**The task:**
Rewrite the rows from the start up to and including the line with "[[213, 97], [183, 110], [261, 92]]", shifting every point coordinate in the answers up by 139 and keeping the requests and their sample forms unchanged. Leave the pictures out.

━━━

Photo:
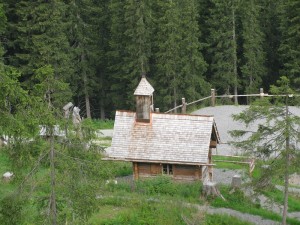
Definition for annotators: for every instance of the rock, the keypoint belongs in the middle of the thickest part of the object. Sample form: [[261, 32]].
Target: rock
[[7, 176], [236, 181], [294, 179]]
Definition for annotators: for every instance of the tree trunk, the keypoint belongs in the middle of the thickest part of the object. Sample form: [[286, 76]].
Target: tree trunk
[[174, 92], [52, 176], [287, 163], [234, 57], [86, 93], [102, 109]]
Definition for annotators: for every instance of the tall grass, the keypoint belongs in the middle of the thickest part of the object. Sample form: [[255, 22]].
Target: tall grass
[[238, 201], [103, 124]]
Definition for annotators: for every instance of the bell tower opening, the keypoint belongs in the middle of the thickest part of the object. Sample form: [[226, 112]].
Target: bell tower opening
[[144, 100]]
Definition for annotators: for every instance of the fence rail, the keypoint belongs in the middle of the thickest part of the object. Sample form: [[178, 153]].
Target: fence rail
[[213, 97]]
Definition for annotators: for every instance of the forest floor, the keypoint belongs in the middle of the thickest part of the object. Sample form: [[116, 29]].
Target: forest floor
[[224, 176]]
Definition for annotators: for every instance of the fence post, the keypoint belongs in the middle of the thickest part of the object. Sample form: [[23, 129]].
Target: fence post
[[213, 97], [183, 110], [261, 92]]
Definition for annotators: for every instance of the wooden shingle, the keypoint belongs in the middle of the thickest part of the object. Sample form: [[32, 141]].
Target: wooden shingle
[[144, 88], [167, 138]]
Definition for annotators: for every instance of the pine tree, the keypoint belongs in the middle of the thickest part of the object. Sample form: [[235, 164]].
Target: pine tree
[[167, 58], [84, 36], [276, 137], [41, 40], [289, 44], [223, 46], [252, 69], [192, 64], [269, 20], [130, 48]]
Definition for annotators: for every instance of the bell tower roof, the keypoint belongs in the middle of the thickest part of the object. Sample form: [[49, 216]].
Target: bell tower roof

━━━

**Solution for this exercise:**
Photo:
Definition for annotators: for every instance of the rock, the keypoint belongs in the middle of the thickest part of the object. Sample form: [[261, 32]].
Target: rock
[[146, 315], [375, 320], [433, 318]]
Definition for annotators: for every instance of the tree trunk, the keypoint belongs in the middle of the thickest part of the object. Sample form: [[286, 76]].
Target: tree trunk
[[313, 231], [191, 315], [426, 302], [373, 196], [225, 232], [241, 248]]
Definition for annotators: for every instance of the tall grass, the keypoint belongs in the middle of the thickest part of the object. Sample form: [[255, 22]].
Target: tall grass
[[377, 340], [242, 263]]
Definition for annotators: for every instance of the bell tower opening, the keypoint belongs in the middle of the thickest part of the object. Sample form: [[226, 112]].
Target: bell tower opening
[[283, 239]]
Definition for annotators: for every instance of the fence rail, the keypoint belongs in the middle of the thickest part of the object. Sample form: [[178, 153]].
Target: fence rail
[[352, 236]]
Definition for annotators: for every instance of the forest floor, the keypoint belongs in the middle of the thickest part of the object. Sample form: [[116, 29]].
Target: forest floor
[[363, 315]]
Definition for annotators: for every instance of the fence post, the keypoint belongs in the middle of the thickest part of the object. Sample form: [[23, 129]].
Target: fence post
[[352, 236], [322, 249], [400, 231]]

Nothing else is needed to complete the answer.